• **Passage for review**:
THE coronavirus crisis is set to cost Hampshire councils around £80m and the cost could go up, it has been revealed.

According to Hampshire County Council’s latest estimate, the authority will spend £68m in the 2020-21 financial year to respond and recover from the pandemic.

Winchester City Council is facing a pessimistic forecast of a deficit of £12m on an annual revenue budget of £18m.

The city council is losing millions of pounds with a collapse in revenue from car parking, River Park Leisure Centre, council tax and business rates.

The news comes as both Hampshire and Winchester councils received a major cash boost from central government over the past months.

So far the Government response has been funding totalling £1.28 million.

Cllr Lucille Thompson, Winchester City Council leader, previously said: “At the start of the crisis the Government said ‘spend what it takes, you will be reimbursed’. We took them at their word. We hope they will honour their promise to us so we can continue to provide high-quality services to local people.”

Meanwhile, Hampshire County Council said it does not need to prepare an emergency budget at this stage but cabinet members will consider a report on the financial impact of Covid-19 at a meeting next month.

The authority said its net revenue budget for 2020-21 is £795m and it expects its total usable reserves to be around £575m in 2019-20.

However, of this amount 96.1 per cent is earmarked for a specific purpose, the council said, with unallocated reserves standing at £22m.

• **Given records**:
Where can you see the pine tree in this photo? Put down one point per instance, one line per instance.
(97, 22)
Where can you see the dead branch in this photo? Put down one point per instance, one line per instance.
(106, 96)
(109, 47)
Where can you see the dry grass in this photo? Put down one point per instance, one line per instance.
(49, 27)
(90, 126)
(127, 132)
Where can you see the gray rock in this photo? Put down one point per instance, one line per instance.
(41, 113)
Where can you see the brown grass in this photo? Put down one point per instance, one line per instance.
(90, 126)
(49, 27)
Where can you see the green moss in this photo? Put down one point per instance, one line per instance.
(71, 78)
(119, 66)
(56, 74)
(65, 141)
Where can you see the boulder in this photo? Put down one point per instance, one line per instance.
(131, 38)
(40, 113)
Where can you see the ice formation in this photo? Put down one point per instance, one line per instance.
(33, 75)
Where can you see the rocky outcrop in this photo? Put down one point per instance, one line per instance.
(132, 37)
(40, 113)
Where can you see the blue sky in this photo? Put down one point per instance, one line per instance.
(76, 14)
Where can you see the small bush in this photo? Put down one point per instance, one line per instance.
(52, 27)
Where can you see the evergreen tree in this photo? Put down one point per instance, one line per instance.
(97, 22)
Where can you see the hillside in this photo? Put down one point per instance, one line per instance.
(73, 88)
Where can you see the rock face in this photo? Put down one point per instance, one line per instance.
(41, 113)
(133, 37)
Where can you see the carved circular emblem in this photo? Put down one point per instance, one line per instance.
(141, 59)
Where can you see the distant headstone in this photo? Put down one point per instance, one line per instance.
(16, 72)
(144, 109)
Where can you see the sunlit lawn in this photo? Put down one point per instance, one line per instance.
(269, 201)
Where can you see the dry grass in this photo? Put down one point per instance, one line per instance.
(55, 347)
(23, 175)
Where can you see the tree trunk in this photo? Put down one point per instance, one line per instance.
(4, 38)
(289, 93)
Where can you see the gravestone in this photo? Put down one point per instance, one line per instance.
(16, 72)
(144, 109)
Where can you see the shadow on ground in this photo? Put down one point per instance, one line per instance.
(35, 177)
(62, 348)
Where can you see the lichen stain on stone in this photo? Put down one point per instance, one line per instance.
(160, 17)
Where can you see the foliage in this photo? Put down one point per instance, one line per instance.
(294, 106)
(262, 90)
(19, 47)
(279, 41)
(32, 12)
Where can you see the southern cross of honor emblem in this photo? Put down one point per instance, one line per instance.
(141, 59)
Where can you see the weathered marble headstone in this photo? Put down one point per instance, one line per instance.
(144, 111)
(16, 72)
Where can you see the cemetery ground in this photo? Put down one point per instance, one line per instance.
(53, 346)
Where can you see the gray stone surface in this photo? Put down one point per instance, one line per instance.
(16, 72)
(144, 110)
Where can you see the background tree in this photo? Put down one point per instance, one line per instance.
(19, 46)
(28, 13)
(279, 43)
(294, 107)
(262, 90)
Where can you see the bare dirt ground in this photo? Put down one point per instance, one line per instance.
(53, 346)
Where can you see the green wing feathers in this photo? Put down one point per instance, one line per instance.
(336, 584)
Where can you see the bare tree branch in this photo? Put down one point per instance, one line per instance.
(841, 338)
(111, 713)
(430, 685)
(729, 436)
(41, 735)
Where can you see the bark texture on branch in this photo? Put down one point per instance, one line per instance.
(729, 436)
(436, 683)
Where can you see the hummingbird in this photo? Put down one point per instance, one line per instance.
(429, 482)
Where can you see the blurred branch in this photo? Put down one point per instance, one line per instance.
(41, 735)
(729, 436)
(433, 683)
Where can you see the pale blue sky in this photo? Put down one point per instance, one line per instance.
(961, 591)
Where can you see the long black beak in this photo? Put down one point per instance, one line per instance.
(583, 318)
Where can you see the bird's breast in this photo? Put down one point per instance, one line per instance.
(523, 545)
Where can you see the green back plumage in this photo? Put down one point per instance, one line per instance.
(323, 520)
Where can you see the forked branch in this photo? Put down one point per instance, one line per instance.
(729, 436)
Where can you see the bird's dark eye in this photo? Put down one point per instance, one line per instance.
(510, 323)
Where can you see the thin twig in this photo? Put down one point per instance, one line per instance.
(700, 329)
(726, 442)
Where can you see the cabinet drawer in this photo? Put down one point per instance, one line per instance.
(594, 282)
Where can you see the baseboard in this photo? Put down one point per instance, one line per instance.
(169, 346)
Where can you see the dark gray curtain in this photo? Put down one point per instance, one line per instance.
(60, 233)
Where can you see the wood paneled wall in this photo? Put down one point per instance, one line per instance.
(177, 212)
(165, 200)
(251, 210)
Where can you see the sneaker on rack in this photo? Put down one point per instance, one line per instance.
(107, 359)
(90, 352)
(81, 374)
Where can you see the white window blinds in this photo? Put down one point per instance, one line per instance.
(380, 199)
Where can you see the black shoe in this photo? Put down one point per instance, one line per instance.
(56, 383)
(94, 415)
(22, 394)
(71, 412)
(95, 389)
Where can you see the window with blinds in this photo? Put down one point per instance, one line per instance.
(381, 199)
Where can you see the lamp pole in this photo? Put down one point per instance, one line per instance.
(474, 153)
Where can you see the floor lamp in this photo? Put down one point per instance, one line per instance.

• **Problems to solve**:
• 1. In the news report on Hampshire councils' pandemic costs, reproduce everything from "According to Hampshire" down to "and business rates.".
• 2. According to the news report on Hampshire councils' pandemic costs, which sources of revenue has Winchester City Council seen collapse?
• 3. In the news report on Hampshire councils' pandemic costs, what percentage of Hampshire County Council's usable reserves is earmarked for a specific purpose?

• **Responses by task**:
• 1.
According to Hampshire County Council’s latest estimate, the authority will spend £68m in the 2020-21 financial year to respond and recover from the pandemic.

Winchester City Council is facing a pessimistic forecast of a deficit of £12m on an annual revenue budget of £18m.

The city council is losing millions of pounds with a collapse in revenue from car parking, River Park Leisure Centre, council tax and business rates.

• 2.
- Car parking
- River Park Leisure Centre
- Council tax
- Business rates

• 3. 96.1 per cent.